対談抜粋:
千浦 「2」が2003年。「3」が2006年。
市沢 そうです。その後仕事が忙しくなって、映画自体をそんなに観れてないんですが。だからだいぶ間が空いて、今回『ICE BREAK』を観ました。何というか……『ワイルド・スピード』って、もっと、小さい話だったじゃないですか。
千浦 そう! えらくデカい話になっちゃったよね。
市沢 読まなくなった連載マンガを久しぶりに見たらすげーことになってた!みたいな。『魁!! 男塾』ってこんなトーナメント制だったっけ?みたいな(笑)。
千浦 硬派学生の学校内の話かと思ってたら、世界最強を賭けて、段々増えてきた仲間と共に1チーム十六人とかで闘っているみたいな……。
市沢 すごい規模感が増しているっていう。『ICE BREAK』もそんな印象で観たんですが、でもむちゃくちゃ面白かったですね。予告編もまるで観なかったので、全っ部楽しめた。
中瀬 僕は「3」をリアルタイムで観て、その後は市沢さんと同じく間が空いて、『SKY MISSION』を観て、まさに「こんな話だったっけ?」状態になり。今回最新作が公開されるにあたって、ちゃんと見直そうと思って「1」から『SKY MISSION』まで全部観て、予習バッチリの状態で『ICE BREAK』を観ました。
——何日ぐらいかけて観たんですか。
中瀬 2日ですね。1日4本ぐらい。
千浦 いいねえ。幸せそうだ。
中瀬 幸せな2日間でしたね。1本の映画がハリウッド超大作シリーズに育つまでの過程を把握した感じです。
小出 僕は「1」から「3」までを観てなかったんですよ。でも何かの機会に黒沢清さんに「『TOKYO DRIFT』凄いよ、観てないの!?」って冷笑されて、それで「1」「2」「3」をレンタルで観ました。そこからは劇場で全部観てます。

取り組む課題: この対談で『』に入れて書かれている作品名を、出てくる順にすべて挙げてください。 以下の資料はここでは使いません。

提供資料:
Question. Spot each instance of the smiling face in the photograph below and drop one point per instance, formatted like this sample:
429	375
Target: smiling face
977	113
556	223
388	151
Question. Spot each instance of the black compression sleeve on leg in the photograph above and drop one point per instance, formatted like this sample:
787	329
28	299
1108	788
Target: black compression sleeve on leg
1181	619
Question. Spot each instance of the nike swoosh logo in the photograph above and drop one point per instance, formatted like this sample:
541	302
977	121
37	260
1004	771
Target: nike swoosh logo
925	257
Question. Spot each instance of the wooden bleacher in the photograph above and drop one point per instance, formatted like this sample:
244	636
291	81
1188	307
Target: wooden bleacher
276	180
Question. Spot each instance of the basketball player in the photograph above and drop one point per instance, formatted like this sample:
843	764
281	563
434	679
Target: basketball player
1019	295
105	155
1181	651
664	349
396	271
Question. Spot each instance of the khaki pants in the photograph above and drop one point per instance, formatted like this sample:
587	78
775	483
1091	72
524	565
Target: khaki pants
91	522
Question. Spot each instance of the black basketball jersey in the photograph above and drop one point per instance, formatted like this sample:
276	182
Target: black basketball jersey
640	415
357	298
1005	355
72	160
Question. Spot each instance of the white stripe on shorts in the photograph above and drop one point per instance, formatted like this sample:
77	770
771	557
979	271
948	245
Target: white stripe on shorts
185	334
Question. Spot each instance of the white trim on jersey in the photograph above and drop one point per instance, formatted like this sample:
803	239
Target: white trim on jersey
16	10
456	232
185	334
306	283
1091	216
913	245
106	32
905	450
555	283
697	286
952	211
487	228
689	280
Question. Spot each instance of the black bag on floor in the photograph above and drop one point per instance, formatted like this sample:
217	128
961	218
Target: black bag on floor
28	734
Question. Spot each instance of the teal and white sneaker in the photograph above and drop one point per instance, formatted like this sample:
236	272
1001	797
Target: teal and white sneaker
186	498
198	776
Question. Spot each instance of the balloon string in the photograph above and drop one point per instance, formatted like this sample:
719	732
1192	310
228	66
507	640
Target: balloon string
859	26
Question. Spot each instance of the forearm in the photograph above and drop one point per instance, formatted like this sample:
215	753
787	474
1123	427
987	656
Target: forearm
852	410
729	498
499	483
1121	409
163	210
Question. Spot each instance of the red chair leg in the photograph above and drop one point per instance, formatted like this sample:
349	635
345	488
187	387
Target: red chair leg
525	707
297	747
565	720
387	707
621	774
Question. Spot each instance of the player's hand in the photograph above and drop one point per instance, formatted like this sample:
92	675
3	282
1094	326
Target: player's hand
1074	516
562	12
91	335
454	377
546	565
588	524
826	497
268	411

出力結果:
『ICE BREAK』
『ワイルド・スピード』
『魁!! 男塾』
『SKY MISSION』
『TOKYO DRIFT』